- _Document text_
Paul Selby, Hamlet, and Sebastian Faulks

It was late-September 1977 and our English A-Level class were an unprepossessing group of Sixth Form College students. Standing at the front of the room, Paul Selby, our tutor, must have felt it was going to be a challenging two years.

Being contrarian by nature, I remember thinking that the subject was one to be endured and lacked the substance or relevance of my other two A-level subjects, history and economics. Inclined to the hard Left in politics, I regarded the study of English Literature as bourgeois self-indulgence.

Paul Selby taught with passion and no more so than when he was teaching Shakespeare. Hamlet was our text for that autumn term and the teaching sought to engage us with the characters of Shakespeare’s tragedy.

‘Who cares about what was going on in Hamlet’s mind?’ I thought. I couldn’t understand why Paul Selby attempted to explore the psyche of someone who had never existed, what was the point?

I wasn’t interested in the affairs of the court at Elsinore. Were there a character with whom I identified, it was Fortinbras, the violent and hostile Norwegian monarch who sweeps away the renaissance values of the Danish court. Fortinbras was a man of action, Fortinbras would have made a revolutionary.

Paul Selby must have been annoyed at times with the lines of questioning I would pursue. Hamlet, for me, was a dithering narcissist.

- _The problem_
Please return the stretch of the Paul Selby piece from "I wasn’t interested" through "made a revolutionary.", copied word for word. The listing that comes next plays no part in this.

- _Excerpted records_
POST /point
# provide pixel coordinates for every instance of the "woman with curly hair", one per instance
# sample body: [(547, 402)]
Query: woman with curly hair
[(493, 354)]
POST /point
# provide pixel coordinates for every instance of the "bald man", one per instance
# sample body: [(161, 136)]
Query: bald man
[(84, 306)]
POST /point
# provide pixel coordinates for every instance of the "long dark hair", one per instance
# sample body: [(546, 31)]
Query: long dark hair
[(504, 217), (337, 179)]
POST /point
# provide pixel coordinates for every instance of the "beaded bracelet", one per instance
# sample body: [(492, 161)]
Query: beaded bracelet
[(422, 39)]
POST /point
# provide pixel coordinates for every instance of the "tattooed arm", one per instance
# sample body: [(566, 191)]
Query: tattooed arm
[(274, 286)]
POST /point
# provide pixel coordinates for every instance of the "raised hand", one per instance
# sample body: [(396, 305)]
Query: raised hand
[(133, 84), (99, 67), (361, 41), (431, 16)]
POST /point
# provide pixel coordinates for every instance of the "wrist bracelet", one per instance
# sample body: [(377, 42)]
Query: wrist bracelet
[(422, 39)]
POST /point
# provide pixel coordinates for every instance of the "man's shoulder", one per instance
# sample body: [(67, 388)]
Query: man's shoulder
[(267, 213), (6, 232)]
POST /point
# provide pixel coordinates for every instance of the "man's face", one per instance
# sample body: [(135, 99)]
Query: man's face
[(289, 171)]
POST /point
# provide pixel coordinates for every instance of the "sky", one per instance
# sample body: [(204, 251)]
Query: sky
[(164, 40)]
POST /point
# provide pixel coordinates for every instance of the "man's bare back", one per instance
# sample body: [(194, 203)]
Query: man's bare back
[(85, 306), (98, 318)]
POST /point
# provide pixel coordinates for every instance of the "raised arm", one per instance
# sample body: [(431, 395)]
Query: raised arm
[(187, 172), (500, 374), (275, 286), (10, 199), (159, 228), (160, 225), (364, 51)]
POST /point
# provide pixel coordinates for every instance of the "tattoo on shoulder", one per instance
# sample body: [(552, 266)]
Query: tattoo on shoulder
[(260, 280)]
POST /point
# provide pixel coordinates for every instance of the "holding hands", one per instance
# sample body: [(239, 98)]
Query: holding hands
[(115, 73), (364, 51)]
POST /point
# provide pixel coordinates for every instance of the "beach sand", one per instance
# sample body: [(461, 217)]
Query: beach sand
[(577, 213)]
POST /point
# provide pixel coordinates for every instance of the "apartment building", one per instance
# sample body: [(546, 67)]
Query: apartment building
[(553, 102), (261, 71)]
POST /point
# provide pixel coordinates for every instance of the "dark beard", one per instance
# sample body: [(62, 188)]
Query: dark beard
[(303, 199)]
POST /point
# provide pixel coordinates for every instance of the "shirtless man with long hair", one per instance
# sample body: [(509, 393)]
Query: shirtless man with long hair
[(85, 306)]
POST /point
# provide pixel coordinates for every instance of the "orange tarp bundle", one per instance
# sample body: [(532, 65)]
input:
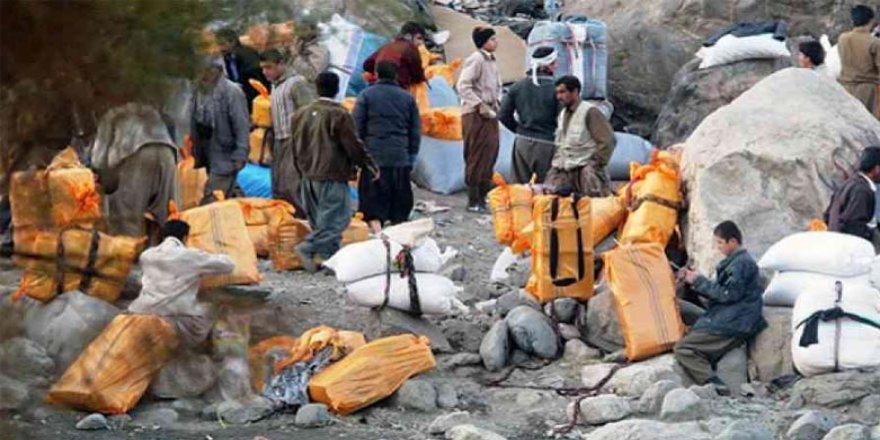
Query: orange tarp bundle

- _Response below_
I wasn’t interested in the affairs of the court at Elsinore. Were there a character with whom I identified, it was Fortinbras, the violent and hostile Norwegian monarch who sweeps away the renaissance values of the Danish court. Fortinbras was a man of action, Fortinbras would have made a revolutionary.